DOKUMENTTEXT.
Diesen ausgegrenzten Teil schätzt Guilluy auf 60 bis 70% der französischen Bevölkerung, die Profiteure der globalisierten französischen Wirtschaft, die Staat und Wirtschaft fest kontrollieren, dagegen auf nur rund 20%. Somit muss die Mehrheit der Franzosen unter immer schwieriger werdenden Bedingungen leben. Sie bildet den Kern des Aufstands der „gelben Westen“. Die Einführung immer neuer Steuern und Abgaben und das Zurückfahren von Sozialleistungen und öffentlichen Dienstleistungen wie Nahverkehr trifft diese Bevölkerungsmehrheit hart. So ist es auch zu erklären, dass eine als besonders fortschrittlich angepriesene Umweltsteuer auf Diesel-PKWs zusammen mit der Einführung eines rigiden Tempolimits auf den Landstraßen Frankreichs den Aufstand auslöste.

Die durch die Globalisierung neu entstandene obere Mittelschicht der Metropolen wird in Frankreich übrigens „Bourgeois Bohemian“ oder kurz „Bobo“ genannt, was sich am besten als „Hipster“ ins Deutsche übersetzen lässt. Gemeint sind karriere- und modebewußte Mitglieder eines neuen wohlhabenden Stadtbürgertums, das sich als weltoffen, umweltbewusst und progressiv empfindet, aber jedes Gespür für die Nöte der Bevölkerungsmehrheit  verloren hat. Guilluy nennt die Gentrifizierung und den sozialen Kahlschlag in Frankreich mit Blick auf diese Bevölkerungsschicht auch gerne „Boboisierung“.

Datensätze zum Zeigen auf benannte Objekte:
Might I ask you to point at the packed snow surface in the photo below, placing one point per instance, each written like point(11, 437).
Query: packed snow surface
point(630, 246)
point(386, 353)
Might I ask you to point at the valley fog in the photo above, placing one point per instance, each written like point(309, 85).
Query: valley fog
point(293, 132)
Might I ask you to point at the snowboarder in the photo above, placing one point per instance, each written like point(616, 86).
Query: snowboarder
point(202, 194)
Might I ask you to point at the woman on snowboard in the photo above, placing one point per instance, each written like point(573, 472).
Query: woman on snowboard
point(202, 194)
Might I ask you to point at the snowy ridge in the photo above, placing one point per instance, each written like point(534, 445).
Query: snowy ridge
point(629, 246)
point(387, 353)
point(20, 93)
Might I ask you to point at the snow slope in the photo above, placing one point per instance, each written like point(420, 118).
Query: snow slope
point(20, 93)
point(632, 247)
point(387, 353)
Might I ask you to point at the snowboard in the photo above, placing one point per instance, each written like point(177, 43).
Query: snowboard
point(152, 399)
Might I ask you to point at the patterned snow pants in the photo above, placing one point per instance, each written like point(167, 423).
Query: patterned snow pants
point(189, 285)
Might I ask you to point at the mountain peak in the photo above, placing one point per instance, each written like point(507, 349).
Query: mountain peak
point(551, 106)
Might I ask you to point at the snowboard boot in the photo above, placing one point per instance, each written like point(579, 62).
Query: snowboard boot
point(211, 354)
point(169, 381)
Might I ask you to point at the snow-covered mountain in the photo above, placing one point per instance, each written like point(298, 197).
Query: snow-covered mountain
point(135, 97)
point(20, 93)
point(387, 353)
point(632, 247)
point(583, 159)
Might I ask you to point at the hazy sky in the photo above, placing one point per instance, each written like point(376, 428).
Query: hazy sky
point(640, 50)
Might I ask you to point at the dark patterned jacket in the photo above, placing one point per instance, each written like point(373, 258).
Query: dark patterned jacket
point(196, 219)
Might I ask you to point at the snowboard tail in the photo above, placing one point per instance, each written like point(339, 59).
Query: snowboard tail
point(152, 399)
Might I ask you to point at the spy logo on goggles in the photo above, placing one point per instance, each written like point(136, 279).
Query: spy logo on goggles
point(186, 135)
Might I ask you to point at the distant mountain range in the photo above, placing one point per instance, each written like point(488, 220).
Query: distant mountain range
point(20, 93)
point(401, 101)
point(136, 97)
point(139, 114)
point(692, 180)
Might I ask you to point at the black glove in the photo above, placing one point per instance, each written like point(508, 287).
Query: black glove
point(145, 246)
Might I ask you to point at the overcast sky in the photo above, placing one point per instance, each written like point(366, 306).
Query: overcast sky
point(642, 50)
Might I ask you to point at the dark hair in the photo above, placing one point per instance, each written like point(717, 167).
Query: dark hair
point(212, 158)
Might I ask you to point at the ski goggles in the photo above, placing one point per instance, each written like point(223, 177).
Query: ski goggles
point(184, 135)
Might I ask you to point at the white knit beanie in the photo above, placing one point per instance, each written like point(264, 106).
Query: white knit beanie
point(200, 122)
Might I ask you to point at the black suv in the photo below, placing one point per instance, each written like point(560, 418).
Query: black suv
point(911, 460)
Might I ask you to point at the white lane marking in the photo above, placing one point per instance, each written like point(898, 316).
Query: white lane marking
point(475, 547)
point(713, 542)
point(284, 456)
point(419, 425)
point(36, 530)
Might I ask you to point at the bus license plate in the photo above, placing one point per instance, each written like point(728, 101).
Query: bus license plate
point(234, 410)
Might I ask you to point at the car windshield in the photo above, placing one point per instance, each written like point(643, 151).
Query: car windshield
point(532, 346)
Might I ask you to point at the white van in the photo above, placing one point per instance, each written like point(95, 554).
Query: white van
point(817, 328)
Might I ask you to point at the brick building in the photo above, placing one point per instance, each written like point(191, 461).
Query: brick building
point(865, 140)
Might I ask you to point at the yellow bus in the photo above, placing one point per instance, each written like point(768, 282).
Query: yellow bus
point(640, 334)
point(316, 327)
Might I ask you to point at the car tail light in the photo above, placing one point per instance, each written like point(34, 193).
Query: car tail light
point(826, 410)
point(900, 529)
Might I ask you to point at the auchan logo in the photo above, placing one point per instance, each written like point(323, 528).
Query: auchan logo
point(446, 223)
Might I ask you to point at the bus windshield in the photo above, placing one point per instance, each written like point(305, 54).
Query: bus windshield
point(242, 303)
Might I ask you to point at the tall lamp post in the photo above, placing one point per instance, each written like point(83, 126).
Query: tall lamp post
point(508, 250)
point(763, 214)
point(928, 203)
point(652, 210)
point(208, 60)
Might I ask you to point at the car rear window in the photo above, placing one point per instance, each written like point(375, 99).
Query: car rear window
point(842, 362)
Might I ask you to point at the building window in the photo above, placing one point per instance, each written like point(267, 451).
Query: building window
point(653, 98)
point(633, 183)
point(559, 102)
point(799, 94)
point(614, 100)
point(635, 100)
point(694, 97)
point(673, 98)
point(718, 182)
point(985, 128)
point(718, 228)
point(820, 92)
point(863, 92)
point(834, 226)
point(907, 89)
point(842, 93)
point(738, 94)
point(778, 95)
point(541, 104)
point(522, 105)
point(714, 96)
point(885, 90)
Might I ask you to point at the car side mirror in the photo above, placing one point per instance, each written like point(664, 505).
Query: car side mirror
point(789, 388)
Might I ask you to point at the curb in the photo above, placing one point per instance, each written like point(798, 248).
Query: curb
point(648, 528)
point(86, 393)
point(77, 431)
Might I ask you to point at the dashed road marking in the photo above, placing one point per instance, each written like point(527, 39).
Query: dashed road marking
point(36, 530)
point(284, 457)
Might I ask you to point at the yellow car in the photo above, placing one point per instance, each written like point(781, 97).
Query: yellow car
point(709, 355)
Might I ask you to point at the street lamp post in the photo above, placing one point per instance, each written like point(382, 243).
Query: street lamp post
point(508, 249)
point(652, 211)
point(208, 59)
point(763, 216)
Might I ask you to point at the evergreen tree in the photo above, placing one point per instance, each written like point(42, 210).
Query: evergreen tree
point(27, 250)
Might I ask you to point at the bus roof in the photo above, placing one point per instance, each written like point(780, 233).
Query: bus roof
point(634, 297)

KURZE ÜBUNG 1.
Beantworten Sie anhand des Textes über Guilluys Thesen:
(a) Auf wie viel Prozent der französischen Bevölkerung schätzt Guilluy den ausgegrenzten Teil?
(b) Welche zwei Maßnahmen lösten laut Text den Aufstand aus?
(c) Mit welchem deutschen Wort lässt sich „Bobo“ laut Text am besten übersetzen?
KURZE ÜBUNG 2. Übersetzen Sie diesen Satz aus dem Text über Guilluys Thesen ins Englische: „Somit muss die Mehrheit der Franzosen unter immer schwieriger werdenden Bedingungen leben.“
KURZE ÜBUNG 3. Schreiben Sie den Text über Guilluys Thesen im Anschluss an seinen letzten Satz fort.

ANTWORT 1.
(a) Auf 60 bis 70%.
(b) Eine Umweltsteuer auf Diesel-PKWs und die Einführung eines rigiden Tempolimits auf den Landstraßen Frankreichs.
(c) Mit „Hipster“.

ANTWORT 2. Thus the majority of the French have to live under increasingly difficult conditions.

ANTWORT 3.
In den Metropolen bleiben die Bobos gerne unter sich. Öffentlichen Wohnungsbau gibt es nur noch für dienstbares Personal wie Lehrer, Beamte, Krankenhausärzte, die unentbehrliche Leistungen für die reichen Stadtbewohner erbringen. Darüber hinaus gibt es auch noch die Banlieues, die Slum-Gürtel um die großen Städte Frankreichs. Hier werden die Einwanderer aus Nord- und Zentralafrika angesiedelt. Deren Immigration – die französische Variante der „Willkommenskultur“ – wird laut Guilluy trotz gelegentlich gegenteiliger Rhetorik der Regierung stark gefördert, damit ein wachsender Billiglohnsektor für möglichst wenig Geld Dienstleistungen für die städtischen Mittel- und Oberschichten erbringen kann. So kommt, wie Guilluy anmerkt, der Pariser Bobo günstig an die afrikanische Nanny zur Betreuung der eigenen Kinder und kann für 15 Euro statt vielleicht ansonsten 30 Euro essen gehen, weil der afrikanische Koch lediglich den Mindestlohn oder noch weniger erhält.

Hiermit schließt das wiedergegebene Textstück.